# start of MATERIAL SHOWN

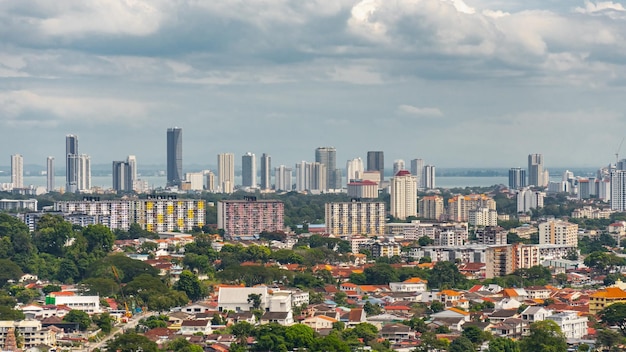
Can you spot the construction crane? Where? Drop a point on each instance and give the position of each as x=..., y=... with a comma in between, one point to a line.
x=128, y=313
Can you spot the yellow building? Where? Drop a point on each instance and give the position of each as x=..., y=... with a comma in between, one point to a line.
x=606, y=297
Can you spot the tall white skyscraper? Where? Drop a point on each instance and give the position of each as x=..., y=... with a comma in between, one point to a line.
x=282, y=175
x=403, y=195
x=417, y=170
x=354, y=169
x=266, y=171
x=398, y=165
x=17, y=171
x=248, y=170
x=535, y=170
x=428, y=177
x=226, y=172
x=50, y=174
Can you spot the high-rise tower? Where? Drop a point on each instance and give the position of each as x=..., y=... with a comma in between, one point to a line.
x=376, y=162
x=174, y=156
x=328, y=157
x=17, y=171
x=248, y=170
x=71, y=163
x=266, y=171
x=50, y=174
x=226, y=172
x=535, y=170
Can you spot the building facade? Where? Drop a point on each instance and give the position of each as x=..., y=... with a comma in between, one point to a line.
x=355, y=218
x=250, y=217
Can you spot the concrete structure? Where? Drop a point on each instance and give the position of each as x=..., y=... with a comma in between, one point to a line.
x=355, y=218
x=376, y=162
x=431, y=207
x=248, y=170
x=174, y=156
x=363, y=189
x=327, y=156
x=483, y=217
x=50, y=173
x=17, y=171
x=558, y=232
x=354, y=170
x=417, y=169
x=283, y=178
x=250, y=217
x=403, y=195
x=266, y=172
x=535, y=171
x=517, y=178
x=155, y=214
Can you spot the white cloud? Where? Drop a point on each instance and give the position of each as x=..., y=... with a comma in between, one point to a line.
x=415, y=111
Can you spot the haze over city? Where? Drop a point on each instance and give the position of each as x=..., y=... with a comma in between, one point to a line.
x=472, y=83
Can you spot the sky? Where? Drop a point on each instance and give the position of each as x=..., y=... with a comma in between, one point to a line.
x=458, y=83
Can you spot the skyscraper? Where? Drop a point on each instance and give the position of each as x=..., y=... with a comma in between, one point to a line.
x=50, y=174
x=17, y=171
x=71, y=163
x=226, y=172
x=517, y=178
x=417, y=170
x=376, y=162
x=354, y=169
x=248, y=170
x=328, y=157
x=398, y=165
x=428, y=177
x=266, y=171
x=535, y=170
x=403, y=195
x=174, y=156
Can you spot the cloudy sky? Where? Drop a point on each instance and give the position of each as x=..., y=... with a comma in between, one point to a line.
x=459, y=83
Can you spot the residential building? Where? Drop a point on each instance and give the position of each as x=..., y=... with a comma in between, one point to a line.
x=226, y=172
x=266, y=172
x=50, y=173
x=250, y=217
x=71, y=163
x=459, y=206
x=428, y=178
x=354, y=170
x=403, y=195
x=517, y=178
x=355, y=218
x=431, y=207
x=417, y=169
x=572, y=325
x=363, y=189
x=282, y=176
x=558, y=232
x=376, y=162
x=174, y=156
x=17, y=171
x=535, y=171
x=327, y=156
x=483, y=217
x=248, y=170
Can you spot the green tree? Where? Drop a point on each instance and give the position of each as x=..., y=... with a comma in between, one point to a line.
x=80, y=317
x=615, y=315
x=545, y=336
x=131, y=342
x=503, y=344
x=462, y=344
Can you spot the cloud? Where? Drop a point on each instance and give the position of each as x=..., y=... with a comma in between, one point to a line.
x=410, y=110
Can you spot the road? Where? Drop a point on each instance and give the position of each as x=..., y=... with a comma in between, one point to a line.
x=132, y=323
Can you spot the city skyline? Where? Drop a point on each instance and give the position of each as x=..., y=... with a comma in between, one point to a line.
x=357, y=75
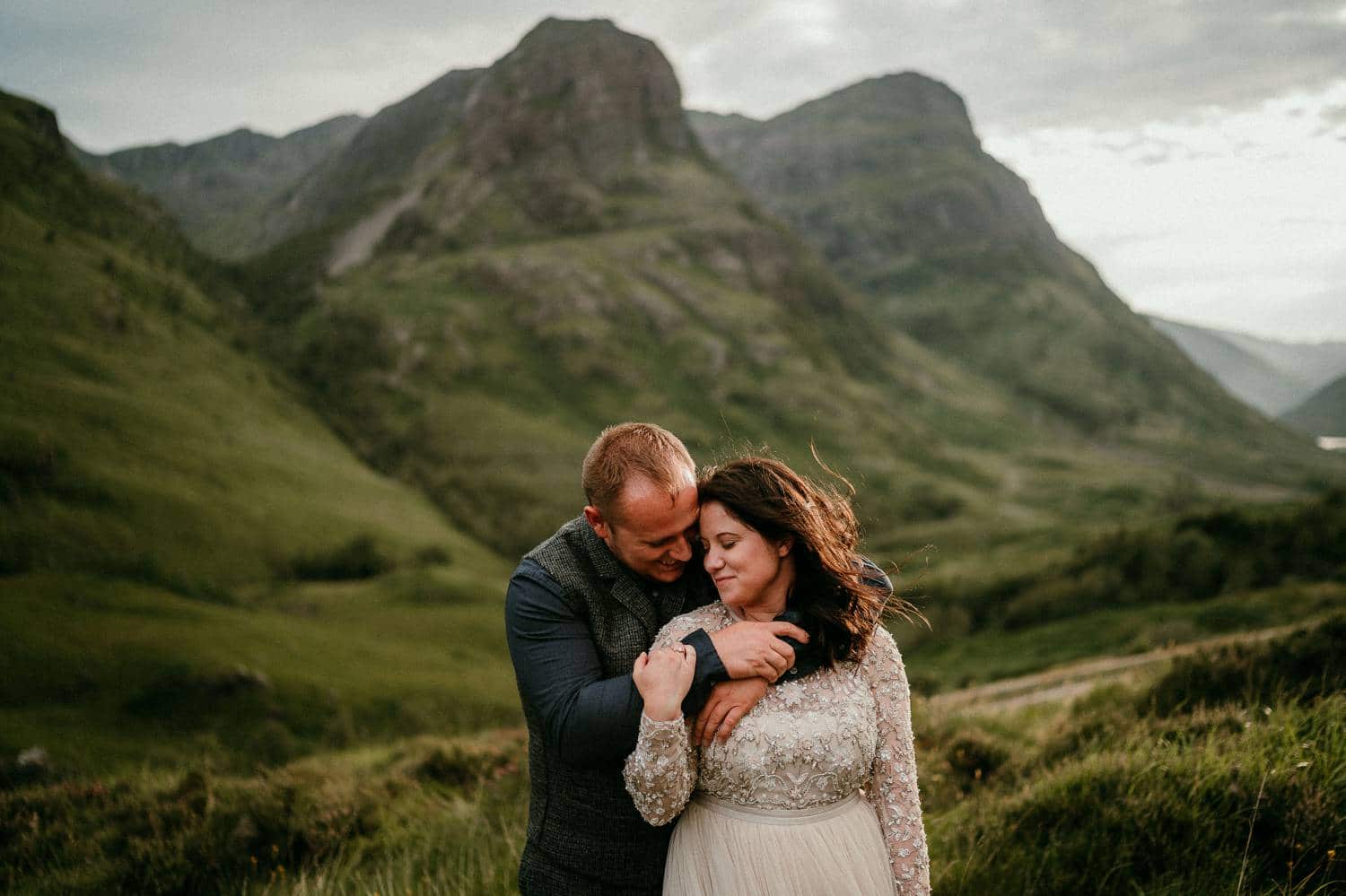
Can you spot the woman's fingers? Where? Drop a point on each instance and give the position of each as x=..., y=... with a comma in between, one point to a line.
x=727, y=724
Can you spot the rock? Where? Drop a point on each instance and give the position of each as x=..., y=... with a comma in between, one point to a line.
x=578, y=99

# end of MATERIAL SHOWN

TASK PROMPT
Return the listing above in full and without alteration, excluding its pictures.

ANSWER IN FULL
Can you spot the construction crane? Where? Drop a point on each instance and give the position of each as x=..., y=... with a comma in between, one point to a line.
x=128, y=313
Can you spot the yellow building? Where? Drop a point on each instance and give the position of each as x=..., y=... with a comma in between, one point to a line.
x=606, y=297
Can you spot the tall white skyscraper? Where? Drop a point on each instance and give the position of each as x=..., y=... with a comma in between, one point to a line.
x=282, y=175
x=403, y=195
x=417, y=170
x=354, y=169
x=266, y=171
x=398, y=165
x=17, y=171
x=248, y=170
x=535, y=170
x=428, y=177
x=226, y=172
x=50, y=174
Can you spot the high-rise tower? Where? Drop a point on each instance and give the position of each as x=..., y=... with a comma in between, one point to a line.
x=376, y=162
x=174, y=156
x=328, y=157
x=17, y=171
x=248, y=170
x=71, y=163
x=266, y=171
x=50, y=174
x=226, y=172
x=535, y=170
Can you spot the building facade? Where? Drop a point on each instance and give the position of each as x=..., y=... with a comma in between, one point to a line.
x=355, y=218
x=250, y=217
Can you spot the concrete structure? Where? Drop a point on each instance and give the position of each as x=..., y=... with a comma in between, one point to a line.
x=355, y=218
x=376, y=162
x=431, y=207
x=248, y=170
x=174, y=156
x=363, y=189
x=327, y=156
x=483, y=217
x=50, y=173
x=17, y=171
x=558, y=232
x=354, y=170
x=417, y=169
x=283, y=178
x=250, y=217
x=403, y=195
x=266, y=172
x=535, y=171
x=517, y=178
x=155, y=214
Can you spot the white cloud? Where? Drop a point on each instance and give the position of each as x=..., y=... with a comma in between, one point to a line.
x=415, y=111
Can you spot the haze over city? Where? Drop a point on each instance and give the position of each as x=..., y=... with a comma in between, one point to a line.
x=472, y=83
Can you spot the sky? Where? Drop a point on each instance and give the position of each as x=..., y=... with a comma in between, one point to a line.
x=458, y=83
Can you spot the skyscraper? Where? Drop a point on each instance and give the position of each as x=..., y=... with a comma in between, one point to a line.
x=50, y=174
x=17, y=171
x=71, y=163
x=226, y=172
x=517, y=178
x=417, y=170
x=376, y=162
x=354, y=169
x=248, y=170
x=328, y=157
x=398, y=165
x=428, y=177
x=266, y=171
x=535, y=170
x=403, y=195
x=174, y=156
Can you spot the cloudy sky? Where? Drop a point on each instance and give the position of each as x=..., y=... with a comma in between, one point to a line.
x=459, y=83
Can you spot the residential building? Where? Drop a point on each instance and give the position of each as x=..., y=... with a comma in between, one point to a line.
x=226, y=172
x=266, y=172
x=50, y=173
x=250, y=217
x=71, y=163
x=459, y=206
x=428, y=178
x=354, y=170
x=403, y=195
x=517, y=178
x=355, y=218
x=431, y=207
x=417, y=169
x=572, y=325
x=363, y=189
x=282, y=176
x=558, y=232
x=376, y=162
x=174, y=156
x=17, y=171
x=535, y=171
x=327, y=156
x=483, y=217
x=248, y=170
Can you spot the green tree? Where? Drop a point on each instance and give the position of each as x=..., y=... with a comma in between, one point to a line.
x=80, y=317
x=615, y=315
x=545, y=336
x=131, y=342
x=503, y=344
x=462, y=344
Can you spot the cloud? Where? Drop a point on each instance and give the position of each as x=..., y=... with a comma in between, one point to a line.
x=410, y=110
Can you spot the road? Where? Drop a point on each instance and give the position of each as x=..., y=... with a comma in between, one point to a line.
x=132, y=323
Can you spot the city skyline? Where? Drop a point on each instance and give the position of each as x=..., y=... with a comma in between, one point to a line.
x=357, y=75
Can you spot the woman's fingers? Where? Drop a point on each instance and give the position of each as x=..., y=... with a comma in between, one point to a line.
x=727, y=724
Can you spot the rock? Where? Drop a point on each instance and give the position of each as x=..., y=... with a comma in between, one point to a line.
x=578, y=99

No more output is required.